**WHAT TO PRODUCE**
Rewrite the items from the line containing "Objective — one dot per instance of the front" through the line containing "[[268, 369]]", putting "widest part" wherever "thickest part" appears and leaving everything else unchanged.

**TASK DATA**
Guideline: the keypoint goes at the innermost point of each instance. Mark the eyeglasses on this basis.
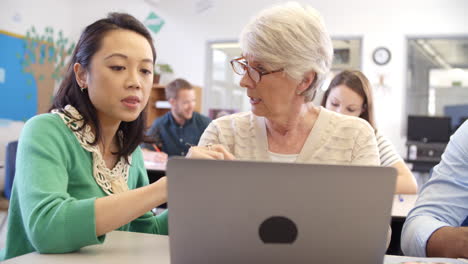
(240, 67)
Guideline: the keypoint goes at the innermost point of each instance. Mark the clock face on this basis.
(381, 56)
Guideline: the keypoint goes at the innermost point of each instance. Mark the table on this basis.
(127, 247)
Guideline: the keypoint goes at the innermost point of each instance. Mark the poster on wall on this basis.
(17, 87)
(30, 67)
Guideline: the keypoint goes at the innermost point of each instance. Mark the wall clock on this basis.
(381, 56)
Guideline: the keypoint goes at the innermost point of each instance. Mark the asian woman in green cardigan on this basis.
(80, 172)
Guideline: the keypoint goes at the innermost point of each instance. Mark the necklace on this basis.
(111, 181)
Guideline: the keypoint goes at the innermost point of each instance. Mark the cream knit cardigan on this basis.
(334, 139)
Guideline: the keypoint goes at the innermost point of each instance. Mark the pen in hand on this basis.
(156, 148)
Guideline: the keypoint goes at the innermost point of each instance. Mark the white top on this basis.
(388, 154)
(334, 139)
(277, 157)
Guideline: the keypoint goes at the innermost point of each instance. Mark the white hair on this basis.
(293, 37)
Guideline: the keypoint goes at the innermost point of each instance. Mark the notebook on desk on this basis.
(260, 212)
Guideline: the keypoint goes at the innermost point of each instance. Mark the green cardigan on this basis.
(52, 202)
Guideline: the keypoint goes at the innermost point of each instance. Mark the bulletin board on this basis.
(17, 87)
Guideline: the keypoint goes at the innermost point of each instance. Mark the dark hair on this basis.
(69, 92)
(357, 82)
(173, 88)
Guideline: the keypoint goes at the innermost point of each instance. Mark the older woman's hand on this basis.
(210, 152)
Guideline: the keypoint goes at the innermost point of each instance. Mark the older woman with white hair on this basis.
(286, 54)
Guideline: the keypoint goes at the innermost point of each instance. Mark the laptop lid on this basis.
(261, 212)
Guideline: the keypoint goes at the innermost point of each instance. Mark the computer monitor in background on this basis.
(429, 129)
(458, 113)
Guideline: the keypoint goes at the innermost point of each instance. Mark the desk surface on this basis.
(127, 247)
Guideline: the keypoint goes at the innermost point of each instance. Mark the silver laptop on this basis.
(261, 212)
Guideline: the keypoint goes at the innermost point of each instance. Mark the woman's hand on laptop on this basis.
(217, 151)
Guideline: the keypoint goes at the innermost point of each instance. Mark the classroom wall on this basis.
(182, 40)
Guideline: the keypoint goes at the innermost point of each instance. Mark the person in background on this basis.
(178, 129)
(438, 224)
(350, 93)
(79, 171)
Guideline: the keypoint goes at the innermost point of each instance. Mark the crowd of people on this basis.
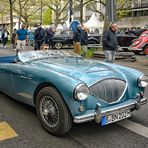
(4, 36)
(19, 39)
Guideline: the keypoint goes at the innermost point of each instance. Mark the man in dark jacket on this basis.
(110, 43)
(84, 40)
(50, 36)
(76, 39)
(39, 37)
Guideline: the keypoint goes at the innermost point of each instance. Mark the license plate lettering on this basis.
(116, 117)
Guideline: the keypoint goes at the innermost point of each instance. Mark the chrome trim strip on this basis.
(92, 115)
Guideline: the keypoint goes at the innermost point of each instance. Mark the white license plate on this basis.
(116, 116)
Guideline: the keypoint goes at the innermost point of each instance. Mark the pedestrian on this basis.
(5, 34)
(22, 37)
(13, 39)
(84, 40)
(76, 39)
(110, 43)
(39, 37)
(50, 35)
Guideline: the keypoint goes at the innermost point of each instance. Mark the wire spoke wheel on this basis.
(49, 111)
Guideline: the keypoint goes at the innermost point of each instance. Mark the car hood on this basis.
(88, 71)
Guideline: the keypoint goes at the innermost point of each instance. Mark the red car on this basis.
(140, 44)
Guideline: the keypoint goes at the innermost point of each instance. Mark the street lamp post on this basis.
(70, 11)
(111, 10)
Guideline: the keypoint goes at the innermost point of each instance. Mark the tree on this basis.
(120, 6)
(28, 9)
(47, 17)
(82, 4)
(58, 7)
(10, 3)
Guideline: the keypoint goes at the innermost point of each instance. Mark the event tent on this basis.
(93, 23)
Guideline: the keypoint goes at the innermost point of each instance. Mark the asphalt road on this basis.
(30, 134)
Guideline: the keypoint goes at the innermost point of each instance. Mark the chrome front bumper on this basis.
(97, 115)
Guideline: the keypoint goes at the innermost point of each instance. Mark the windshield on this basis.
(27, 56)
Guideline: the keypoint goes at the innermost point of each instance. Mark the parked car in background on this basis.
(31, 37)
(65, 37)
(65, 88)
(124, 41)
(140, 44)
(0, 36)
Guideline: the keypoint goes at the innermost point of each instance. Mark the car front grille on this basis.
(109, 90)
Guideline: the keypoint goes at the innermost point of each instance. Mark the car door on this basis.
(22, 80)
(5, 80)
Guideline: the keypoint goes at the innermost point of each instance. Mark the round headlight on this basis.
(143, 80)
(81, 92)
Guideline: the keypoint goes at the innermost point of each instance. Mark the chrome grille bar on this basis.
(109, 90)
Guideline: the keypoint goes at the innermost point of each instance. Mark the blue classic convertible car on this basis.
(65, 88)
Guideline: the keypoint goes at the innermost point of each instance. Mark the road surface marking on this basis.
(134, 127)
(135, 66)
(6, 132)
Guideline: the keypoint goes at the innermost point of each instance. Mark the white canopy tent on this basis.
(93, 23)
(59, 27)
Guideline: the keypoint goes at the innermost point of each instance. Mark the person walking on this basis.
(21, 37)
(110, 43)
(5, 34)
(39, 37)
(84, 40)
(13, 39)
(76, 39)
(50, 36)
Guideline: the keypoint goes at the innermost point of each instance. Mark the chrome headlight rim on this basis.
(83, 89)
(143, 80)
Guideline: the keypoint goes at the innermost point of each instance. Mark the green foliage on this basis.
(47, 17)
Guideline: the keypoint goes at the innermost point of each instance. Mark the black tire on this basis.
(55, 118)
(58, 45)
(92, 42)
(137, 51)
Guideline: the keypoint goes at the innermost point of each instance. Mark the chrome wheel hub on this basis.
(49, 111)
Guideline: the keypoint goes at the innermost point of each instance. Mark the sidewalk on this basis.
(9, 51)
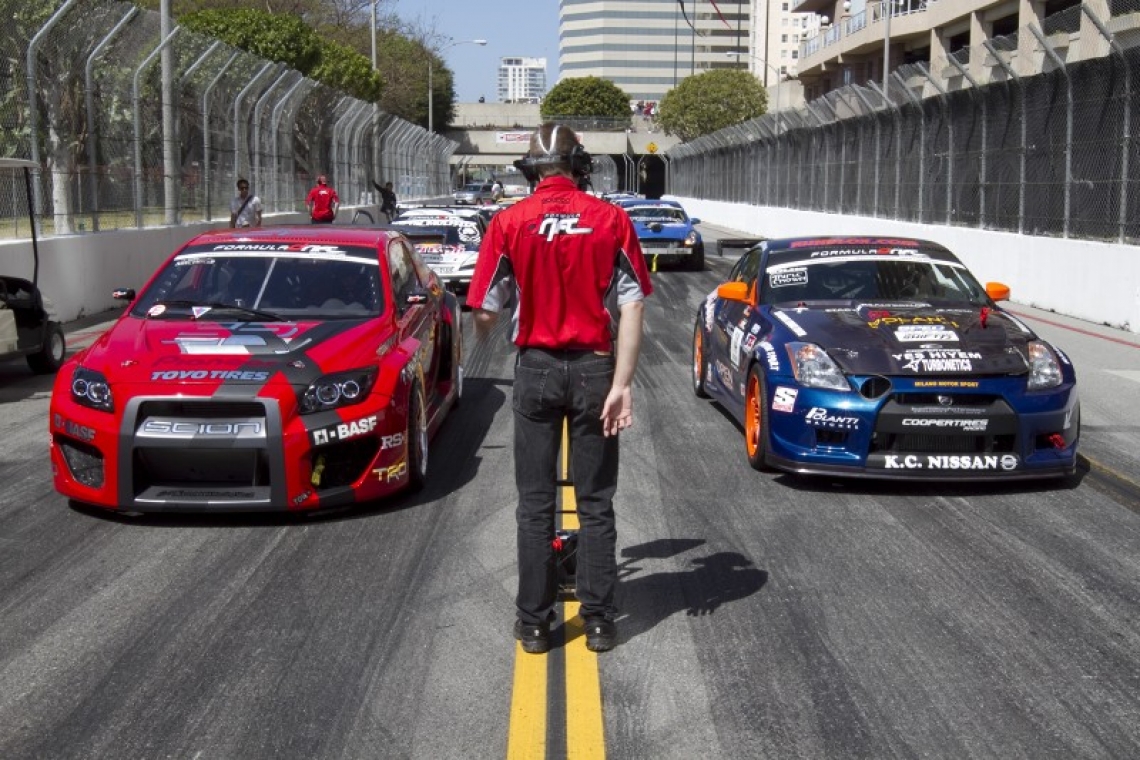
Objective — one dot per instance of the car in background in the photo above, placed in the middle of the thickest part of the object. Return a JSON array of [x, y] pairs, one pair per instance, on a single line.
[[287, 368], [29, 323], [474, 194], [882, 358], [452, 258], [665, 230]]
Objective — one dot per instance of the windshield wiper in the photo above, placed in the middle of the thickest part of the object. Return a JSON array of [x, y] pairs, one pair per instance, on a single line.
[[213, 305]]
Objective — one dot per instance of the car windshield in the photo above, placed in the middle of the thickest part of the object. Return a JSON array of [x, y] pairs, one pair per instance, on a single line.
[[656, 214], [879, 279], [221, 282]]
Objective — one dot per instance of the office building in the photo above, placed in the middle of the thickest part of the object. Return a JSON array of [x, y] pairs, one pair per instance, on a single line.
[[522, 80]]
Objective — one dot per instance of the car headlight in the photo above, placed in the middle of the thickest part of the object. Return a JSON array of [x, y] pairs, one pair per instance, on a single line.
[[1044, 368], [91, 389], [338, 390], [814, 368]]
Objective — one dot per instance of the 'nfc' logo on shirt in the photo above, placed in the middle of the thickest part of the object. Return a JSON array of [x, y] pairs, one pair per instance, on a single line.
[[561, 225]]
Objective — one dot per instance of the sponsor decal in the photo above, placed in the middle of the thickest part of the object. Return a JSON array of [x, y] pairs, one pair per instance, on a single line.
[[210, 374], [392, 472], [930, 360], [949, 410], [770, 356], [724, 374], [894, 320], [946, 384], [205, 428], [200, 496], [784, 277], [738, 337], [790, 324], [84, 433], [392, 441], [553, 225], [344, 431], [819, 417], [784, 399], [986, 462], [923, 334], [968, 425]]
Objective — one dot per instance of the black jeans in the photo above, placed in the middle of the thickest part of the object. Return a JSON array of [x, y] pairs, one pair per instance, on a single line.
[[552, 386]]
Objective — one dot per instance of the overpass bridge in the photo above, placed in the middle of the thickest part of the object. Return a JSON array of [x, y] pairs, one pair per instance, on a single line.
[[493, 135]]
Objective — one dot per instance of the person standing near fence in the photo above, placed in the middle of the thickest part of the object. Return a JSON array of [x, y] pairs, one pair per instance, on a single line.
[[323, 202], [573, 269], [245, 207]]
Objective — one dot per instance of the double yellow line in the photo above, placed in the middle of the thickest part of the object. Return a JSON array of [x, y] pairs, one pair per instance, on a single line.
[[536, 730]]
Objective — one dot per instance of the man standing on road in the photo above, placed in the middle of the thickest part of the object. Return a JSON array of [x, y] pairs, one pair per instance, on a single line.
[[244, 209], [569, 263], [323, 203]]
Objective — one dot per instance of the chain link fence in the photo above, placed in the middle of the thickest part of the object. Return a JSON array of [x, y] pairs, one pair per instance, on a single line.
[[82, 94], [1034, 132]]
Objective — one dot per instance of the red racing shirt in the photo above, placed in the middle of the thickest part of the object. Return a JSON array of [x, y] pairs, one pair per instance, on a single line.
[[566, 260], [322, 197]]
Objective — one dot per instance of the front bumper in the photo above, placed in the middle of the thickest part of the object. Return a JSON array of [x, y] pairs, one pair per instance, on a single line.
[[185, 454]]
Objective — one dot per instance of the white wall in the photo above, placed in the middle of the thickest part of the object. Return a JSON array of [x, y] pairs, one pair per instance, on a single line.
[[78, 272], [1096, 282]]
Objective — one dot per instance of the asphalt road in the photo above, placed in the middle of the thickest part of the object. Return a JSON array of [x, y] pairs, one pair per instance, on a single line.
[[763, 615]]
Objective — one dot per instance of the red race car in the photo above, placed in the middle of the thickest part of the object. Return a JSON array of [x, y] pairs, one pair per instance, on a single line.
[[268, 369]]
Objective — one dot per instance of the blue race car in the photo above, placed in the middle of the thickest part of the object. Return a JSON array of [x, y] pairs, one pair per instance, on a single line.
[[882, 358], [665, 229]]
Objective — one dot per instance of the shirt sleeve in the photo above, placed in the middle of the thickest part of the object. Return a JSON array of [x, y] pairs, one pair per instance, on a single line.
[[491, 282], [633, 280]]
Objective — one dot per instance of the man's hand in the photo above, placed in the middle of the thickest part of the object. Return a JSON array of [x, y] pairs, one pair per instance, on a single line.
[[617, 411]]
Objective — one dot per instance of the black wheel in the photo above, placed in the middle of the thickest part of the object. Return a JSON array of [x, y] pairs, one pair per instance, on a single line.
[[756, 419], [697, 260], [50, 358], [417, 440], [700, 362]]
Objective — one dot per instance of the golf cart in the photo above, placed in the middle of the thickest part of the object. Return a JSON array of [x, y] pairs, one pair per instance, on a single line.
[[27, 320]]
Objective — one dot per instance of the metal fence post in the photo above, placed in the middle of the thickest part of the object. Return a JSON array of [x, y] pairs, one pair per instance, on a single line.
[[89, 106], [138, 127]]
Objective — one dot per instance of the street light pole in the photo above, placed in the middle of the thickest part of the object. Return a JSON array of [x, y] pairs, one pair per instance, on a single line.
[[431, 116]]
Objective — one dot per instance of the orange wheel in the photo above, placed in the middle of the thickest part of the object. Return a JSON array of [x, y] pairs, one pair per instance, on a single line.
[[756, 428], [699, 362]]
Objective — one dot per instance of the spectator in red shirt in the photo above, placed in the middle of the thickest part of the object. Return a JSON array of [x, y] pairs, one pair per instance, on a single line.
[[323, 202], [570, 264]]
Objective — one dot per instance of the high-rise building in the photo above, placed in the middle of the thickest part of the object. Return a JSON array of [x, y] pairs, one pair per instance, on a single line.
[[648, 47], [522, 80]]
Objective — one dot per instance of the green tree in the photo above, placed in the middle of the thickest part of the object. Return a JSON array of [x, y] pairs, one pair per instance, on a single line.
[[286, 39], [586, 96], [710, 101]]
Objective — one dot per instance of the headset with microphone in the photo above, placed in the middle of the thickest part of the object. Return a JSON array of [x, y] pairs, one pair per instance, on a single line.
[[579, 162]]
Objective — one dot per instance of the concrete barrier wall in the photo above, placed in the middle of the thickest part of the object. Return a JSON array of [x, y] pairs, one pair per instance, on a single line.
[[1096, 282]]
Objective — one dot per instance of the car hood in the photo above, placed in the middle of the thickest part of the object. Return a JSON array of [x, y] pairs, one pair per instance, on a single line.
[[913, 338], [195, 351], [667, 230]]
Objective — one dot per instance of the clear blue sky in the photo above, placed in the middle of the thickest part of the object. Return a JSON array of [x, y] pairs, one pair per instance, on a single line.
[[527, 29]]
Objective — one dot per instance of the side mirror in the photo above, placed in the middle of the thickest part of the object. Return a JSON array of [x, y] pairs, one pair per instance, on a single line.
[[998, 291], [733, 292]]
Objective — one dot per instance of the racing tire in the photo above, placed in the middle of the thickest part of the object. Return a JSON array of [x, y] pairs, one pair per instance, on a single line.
[[417, 440], [756, 419], [50, 358], [700, 365]]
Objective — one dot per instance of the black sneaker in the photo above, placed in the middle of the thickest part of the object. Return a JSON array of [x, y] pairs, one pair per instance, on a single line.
[[535, 638], [601, 635]]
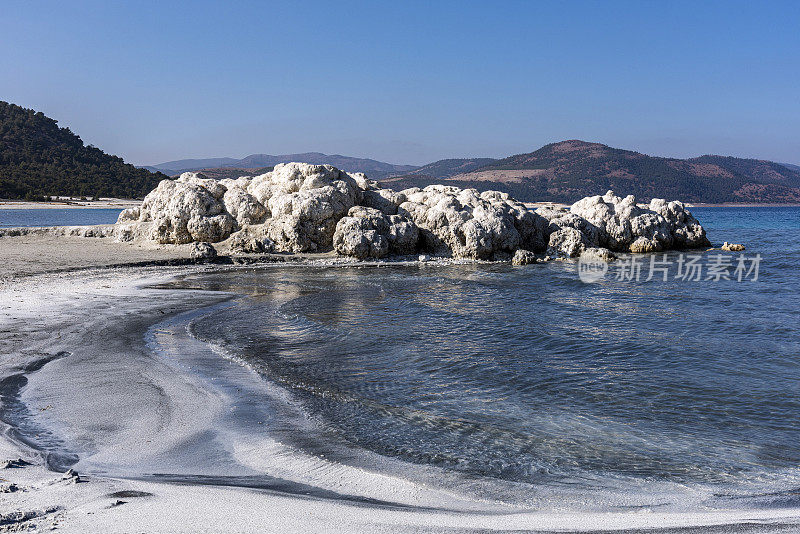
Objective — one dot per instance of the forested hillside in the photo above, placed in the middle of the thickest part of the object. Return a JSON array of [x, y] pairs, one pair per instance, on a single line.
[[38, 159]]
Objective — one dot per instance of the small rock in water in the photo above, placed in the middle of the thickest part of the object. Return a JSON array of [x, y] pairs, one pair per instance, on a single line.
[[732, 247], [524, 257], [202, 251], [599, 253], [13, 464], [10, 488], [72, 475]]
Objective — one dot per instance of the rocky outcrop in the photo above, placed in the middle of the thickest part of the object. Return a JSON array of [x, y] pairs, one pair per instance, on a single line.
[[370, 233], [202, 251], [732, 247], [524, 257], [316, 208], [626, 226], [467, 224]]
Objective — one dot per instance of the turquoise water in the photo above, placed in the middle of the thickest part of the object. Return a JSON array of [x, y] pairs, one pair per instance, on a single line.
[[528, 378], [57, 217]]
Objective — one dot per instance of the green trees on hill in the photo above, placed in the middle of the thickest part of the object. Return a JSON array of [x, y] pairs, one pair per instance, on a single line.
[[39, 159]]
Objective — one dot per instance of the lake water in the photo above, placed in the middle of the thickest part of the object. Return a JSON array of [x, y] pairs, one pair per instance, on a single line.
[[527, 385], [10, 218]]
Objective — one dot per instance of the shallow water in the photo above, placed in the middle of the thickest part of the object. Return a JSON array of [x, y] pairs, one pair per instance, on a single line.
[[11, 218], [528, 381]]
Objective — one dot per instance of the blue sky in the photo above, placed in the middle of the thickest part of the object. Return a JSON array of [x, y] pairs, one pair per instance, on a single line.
[[409, 82]]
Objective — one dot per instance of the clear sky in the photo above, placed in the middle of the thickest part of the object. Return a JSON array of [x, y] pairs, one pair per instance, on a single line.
[[408, 82]]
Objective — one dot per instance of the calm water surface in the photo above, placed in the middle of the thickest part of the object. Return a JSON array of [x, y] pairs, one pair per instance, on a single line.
[[10, 218], [528, 378]]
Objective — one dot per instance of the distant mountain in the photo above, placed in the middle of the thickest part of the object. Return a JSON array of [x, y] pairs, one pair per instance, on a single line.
[[791, 166], [372, 168], [445, 168], [38, 158], [569, 170], [184, 165]]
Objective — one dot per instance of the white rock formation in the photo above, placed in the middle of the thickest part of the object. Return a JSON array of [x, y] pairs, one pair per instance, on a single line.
[[315, 208], [524, 257], [369, 233], [467, 224], [626, 226], [203, 251]]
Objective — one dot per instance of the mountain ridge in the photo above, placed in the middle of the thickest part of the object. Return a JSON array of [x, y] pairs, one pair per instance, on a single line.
[[568, 170], [371, 167], [38, 158]]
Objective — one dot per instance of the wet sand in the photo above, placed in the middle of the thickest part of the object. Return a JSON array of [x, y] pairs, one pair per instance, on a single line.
[[79, 388]]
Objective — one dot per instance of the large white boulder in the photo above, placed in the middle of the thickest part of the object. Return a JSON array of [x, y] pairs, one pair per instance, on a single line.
[[299, 207], [626, 226], [369, 233], [467, 224], [185, 210], [304, 202]]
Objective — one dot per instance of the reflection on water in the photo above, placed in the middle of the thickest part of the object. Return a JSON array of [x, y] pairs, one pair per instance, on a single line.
[[528, 375]]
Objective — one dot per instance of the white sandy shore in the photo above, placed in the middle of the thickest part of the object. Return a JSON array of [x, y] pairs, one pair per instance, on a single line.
[[126, 411], [70, 203]]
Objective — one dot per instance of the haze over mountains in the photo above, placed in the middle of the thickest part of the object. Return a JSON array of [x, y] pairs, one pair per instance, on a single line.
[[38, 159], [560, 172], [371, 167]]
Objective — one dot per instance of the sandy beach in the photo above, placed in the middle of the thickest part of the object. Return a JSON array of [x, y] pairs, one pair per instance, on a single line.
[[81, 389], [70, 203]]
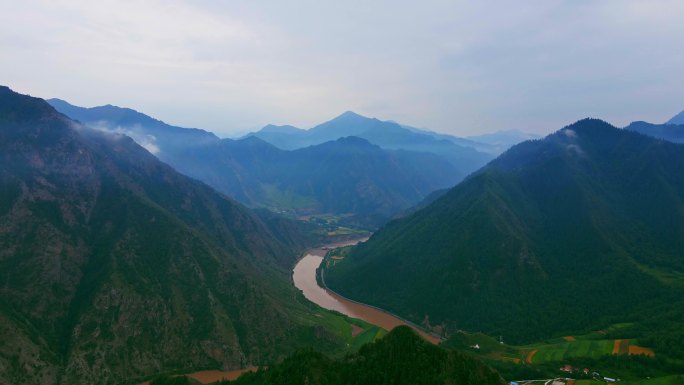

**RESPONSE TO THE TASK**
Objective — one dot per instance of the front bumper in the photo above, placed in the middle of the widest part of the object. Return a JSON array of [x, y] pairs, one pair per instance, on a single line.
[[185, 454]]
Objective — one dot per instance of the white wall in the photo above, placed in the middle of the widest part of the object. Return a JSON array of [x, y] pairs, one pair per instance, on a single line.
[[78, 272], [1096, 282]]
Objective — one dot per instance of the asphalt road in the photo above, placed in the middle of the widest part of the object. Return a JSON array of [x, y] pairs, one pair per instance, on a single line.
[[763, 615]]
Objective — one dot per instance of the red race car in the photo above, placed in the middle of the widest part of the object. Return a JSON array of [x, y] pairs, one pair per instance, on a single line.
[[268, 369]]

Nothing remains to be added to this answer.